◆ **O que fazer**
a – Reproduza a parte do trecho sobre responsabilidade do Estado começando em "Descabe responsabilizá-lo [o" e seguindo até "material) alheia (...)", trocando "evento danoso" por "dano".
b – Responda, com base no trecho sobre responsabilidade do Estado:
(i) Que nível da Sociedade deve ser levado em conta, e qual nível fica excluído?
(ii) O que o lesado poderia sempre arguir?
(iii) Por que força é gerado o evento danoso que o Estado não pôde impedir?
c – Liste todos os exemplos de evento lesivo causado por terceiro citados no trecho sobre responsabilidade do Estado.

◆ **Trecho**
•••
Não há resposta a priori quanto ao que seria o padrão normal tipificador da obrigação a que estaria legalmente adstrito. Cabe indicar, no entanto, que a normalidade da eficiência há de ser apurada em função do meio social, do estádio de desenvolvimento tecnológico, cultural, econômico e da conjuntura da época, isto é, das possibilidades reais médias dentro do ambiente em que se produziu o fato danoso.
Como indício destas possibilidades há que levar em conta o procedimento do Estado em casos e situações análogas e o nível de expectativa comum da Sociedade (não o nível de aspirações) (...)
Descabe responsabilizá-lo [o Estado] se, inobstante atuação compatível com as possibilidades de um serviço normalmente organizado e eficiente, não lhe foi possível impedir o evento danoso gerado por força (humana ou material) alheia (...)
Ademais, solução diversa conduziria a absurdos. É que, em princípio, cumpre ao Estado prover a todos os interesses da coletividade. Ante qualquer evento lesivo causado por terceiro, como um assalto em via pública, uma enchente qualquer, uma agressão sofrida em local público, o lesado poderia sempre arguir que “o serviço não funcionou”.
•••
◆ **Itens da listagem**
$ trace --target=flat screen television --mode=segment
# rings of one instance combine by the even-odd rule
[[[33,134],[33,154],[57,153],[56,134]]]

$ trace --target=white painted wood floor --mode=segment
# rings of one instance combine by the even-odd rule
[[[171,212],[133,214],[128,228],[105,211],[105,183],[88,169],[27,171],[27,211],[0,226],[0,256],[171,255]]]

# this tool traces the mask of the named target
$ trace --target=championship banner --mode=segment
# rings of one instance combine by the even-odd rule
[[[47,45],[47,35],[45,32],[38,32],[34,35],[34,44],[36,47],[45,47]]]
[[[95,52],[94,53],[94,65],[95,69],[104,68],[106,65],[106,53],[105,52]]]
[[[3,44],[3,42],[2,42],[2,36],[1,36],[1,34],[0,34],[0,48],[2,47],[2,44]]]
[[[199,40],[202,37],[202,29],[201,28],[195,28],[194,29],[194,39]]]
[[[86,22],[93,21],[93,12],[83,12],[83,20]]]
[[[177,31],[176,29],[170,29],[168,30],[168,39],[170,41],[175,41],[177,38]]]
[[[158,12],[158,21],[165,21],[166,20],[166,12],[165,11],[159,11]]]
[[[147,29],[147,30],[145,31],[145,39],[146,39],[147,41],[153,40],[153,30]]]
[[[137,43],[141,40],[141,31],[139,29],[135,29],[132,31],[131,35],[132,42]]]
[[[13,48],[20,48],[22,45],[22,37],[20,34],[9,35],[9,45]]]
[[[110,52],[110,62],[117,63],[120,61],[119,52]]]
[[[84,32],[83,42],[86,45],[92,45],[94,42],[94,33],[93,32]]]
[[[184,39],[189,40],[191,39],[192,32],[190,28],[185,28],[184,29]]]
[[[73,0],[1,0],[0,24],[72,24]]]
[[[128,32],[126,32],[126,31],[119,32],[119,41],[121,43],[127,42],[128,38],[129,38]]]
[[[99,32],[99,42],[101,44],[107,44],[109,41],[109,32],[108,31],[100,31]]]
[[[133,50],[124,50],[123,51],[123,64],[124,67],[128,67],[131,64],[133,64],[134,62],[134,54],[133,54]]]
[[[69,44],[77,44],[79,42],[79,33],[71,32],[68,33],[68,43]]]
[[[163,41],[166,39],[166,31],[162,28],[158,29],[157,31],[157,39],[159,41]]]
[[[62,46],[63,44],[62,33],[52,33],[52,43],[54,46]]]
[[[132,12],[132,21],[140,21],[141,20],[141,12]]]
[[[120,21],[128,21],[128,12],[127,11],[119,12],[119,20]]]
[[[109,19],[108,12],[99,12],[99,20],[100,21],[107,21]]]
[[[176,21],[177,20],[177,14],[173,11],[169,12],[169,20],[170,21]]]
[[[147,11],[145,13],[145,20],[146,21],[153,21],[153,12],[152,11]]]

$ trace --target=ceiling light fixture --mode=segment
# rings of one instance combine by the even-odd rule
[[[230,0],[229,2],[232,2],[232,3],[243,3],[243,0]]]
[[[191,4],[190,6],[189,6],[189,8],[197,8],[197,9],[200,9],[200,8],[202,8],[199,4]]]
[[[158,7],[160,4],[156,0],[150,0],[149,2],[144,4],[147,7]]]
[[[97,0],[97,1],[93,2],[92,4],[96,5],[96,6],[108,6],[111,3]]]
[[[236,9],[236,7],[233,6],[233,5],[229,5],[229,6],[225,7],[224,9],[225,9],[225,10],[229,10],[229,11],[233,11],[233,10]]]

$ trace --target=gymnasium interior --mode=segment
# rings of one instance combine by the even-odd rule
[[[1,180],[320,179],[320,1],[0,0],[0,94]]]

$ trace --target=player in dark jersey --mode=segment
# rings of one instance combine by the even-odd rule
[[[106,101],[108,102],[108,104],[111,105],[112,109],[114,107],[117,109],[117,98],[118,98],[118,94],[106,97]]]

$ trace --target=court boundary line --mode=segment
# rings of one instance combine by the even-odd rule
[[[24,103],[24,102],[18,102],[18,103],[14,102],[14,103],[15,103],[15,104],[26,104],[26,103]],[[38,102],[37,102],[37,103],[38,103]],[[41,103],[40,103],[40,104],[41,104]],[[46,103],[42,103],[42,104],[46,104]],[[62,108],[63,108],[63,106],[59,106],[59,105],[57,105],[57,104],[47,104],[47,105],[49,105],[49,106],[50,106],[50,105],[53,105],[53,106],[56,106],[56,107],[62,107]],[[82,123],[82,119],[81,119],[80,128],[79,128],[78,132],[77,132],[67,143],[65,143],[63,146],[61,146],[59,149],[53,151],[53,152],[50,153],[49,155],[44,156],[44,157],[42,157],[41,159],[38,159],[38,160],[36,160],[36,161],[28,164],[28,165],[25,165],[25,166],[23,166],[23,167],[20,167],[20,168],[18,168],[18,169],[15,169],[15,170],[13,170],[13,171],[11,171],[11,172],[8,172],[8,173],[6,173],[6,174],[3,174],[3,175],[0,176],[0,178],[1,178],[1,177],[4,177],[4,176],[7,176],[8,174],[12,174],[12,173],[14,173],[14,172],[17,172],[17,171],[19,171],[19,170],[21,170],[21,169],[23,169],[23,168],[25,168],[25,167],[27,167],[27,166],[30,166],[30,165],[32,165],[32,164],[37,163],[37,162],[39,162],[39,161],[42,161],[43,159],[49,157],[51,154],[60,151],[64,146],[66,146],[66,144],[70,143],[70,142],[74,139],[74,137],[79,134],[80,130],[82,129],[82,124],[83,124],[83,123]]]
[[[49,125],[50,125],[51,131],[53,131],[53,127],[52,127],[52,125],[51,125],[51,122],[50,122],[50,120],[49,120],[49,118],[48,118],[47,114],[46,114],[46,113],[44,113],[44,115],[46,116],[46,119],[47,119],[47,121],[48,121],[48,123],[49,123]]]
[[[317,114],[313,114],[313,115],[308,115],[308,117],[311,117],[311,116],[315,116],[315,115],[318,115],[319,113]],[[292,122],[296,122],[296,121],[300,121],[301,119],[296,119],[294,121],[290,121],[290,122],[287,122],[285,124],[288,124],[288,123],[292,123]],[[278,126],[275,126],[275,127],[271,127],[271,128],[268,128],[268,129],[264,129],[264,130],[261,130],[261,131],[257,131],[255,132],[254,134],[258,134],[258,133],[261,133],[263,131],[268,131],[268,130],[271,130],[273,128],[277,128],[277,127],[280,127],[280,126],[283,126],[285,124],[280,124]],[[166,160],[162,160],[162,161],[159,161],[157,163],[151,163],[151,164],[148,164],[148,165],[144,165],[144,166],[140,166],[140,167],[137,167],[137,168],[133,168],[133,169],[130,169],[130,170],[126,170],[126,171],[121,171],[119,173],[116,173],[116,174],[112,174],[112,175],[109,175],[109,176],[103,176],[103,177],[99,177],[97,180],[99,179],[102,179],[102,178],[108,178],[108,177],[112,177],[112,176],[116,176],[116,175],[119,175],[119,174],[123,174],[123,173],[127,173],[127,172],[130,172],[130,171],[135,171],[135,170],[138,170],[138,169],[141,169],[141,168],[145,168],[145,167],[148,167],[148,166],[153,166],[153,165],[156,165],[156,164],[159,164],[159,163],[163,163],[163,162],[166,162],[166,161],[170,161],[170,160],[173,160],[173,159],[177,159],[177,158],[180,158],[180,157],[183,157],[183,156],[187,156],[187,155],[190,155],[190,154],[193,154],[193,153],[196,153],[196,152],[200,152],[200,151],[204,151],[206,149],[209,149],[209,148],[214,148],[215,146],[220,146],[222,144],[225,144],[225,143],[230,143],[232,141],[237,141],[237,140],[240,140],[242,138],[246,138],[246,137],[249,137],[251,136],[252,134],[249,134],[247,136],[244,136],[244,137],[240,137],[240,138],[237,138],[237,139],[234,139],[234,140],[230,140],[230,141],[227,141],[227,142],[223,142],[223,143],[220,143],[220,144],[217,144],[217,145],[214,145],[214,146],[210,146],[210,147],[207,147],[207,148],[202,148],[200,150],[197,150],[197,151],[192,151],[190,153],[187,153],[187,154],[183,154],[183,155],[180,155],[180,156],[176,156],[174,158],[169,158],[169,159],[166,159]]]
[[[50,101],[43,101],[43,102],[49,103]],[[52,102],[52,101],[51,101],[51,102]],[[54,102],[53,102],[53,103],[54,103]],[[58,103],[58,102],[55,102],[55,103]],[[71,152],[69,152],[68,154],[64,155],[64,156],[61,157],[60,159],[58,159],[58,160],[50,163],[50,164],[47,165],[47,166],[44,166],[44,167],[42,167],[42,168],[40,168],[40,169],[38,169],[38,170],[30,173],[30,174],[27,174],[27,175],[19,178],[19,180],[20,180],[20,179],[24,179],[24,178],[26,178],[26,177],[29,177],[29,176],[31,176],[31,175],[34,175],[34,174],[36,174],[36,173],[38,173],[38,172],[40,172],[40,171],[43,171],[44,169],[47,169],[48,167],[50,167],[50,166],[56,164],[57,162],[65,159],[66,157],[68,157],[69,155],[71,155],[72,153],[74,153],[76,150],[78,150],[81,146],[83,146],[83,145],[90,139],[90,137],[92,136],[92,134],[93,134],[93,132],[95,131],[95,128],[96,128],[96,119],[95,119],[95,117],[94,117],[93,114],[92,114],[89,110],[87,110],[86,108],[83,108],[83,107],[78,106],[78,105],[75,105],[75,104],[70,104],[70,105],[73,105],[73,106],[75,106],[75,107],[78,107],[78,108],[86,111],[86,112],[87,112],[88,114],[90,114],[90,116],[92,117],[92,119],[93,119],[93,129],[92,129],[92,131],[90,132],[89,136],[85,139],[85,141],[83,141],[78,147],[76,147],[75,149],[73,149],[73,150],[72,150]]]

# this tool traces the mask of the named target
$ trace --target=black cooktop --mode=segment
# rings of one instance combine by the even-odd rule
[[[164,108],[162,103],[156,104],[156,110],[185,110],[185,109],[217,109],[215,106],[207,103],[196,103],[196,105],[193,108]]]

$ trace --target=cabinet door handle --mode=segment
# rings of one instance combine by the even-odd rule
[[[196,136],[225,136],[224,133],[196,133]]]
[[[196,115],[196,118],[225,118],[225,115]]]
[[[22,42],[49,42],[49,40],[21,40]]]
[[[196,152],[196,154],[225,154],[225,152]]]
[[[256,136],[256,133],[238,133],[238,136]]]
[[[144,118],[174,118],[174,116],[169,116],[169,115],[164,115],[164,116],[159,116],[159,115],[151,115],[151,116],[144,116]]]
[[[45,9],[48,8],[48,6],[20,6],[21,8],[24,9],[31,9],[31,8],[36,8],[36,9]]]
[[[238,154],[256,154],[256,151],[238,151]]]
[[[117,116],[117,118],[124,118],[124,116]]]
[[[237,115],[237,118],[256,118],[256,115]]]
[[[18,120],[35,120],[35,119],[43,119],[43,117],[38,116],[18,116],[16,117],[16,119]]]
•••
◆ **Respostas**
a –
Descabe responsabilizá-lo [o Estado] se, inobstante atuação compatível com as possibilidades de um serviço normalmente organizado e eficiente, não lhe foi possível impedir o dano gerado por força (humana ou material) alheia (...)

b –
(i) O nível de expectativa comum da Sociedade, e não o nível de aspirações.
(ii) Que "o serviço não funcionou".
(iii) Por força (humana ou material) alheia.

c –
- um assalto em via pública
- uma enchente qualquer
- uma agressão sofrida em local público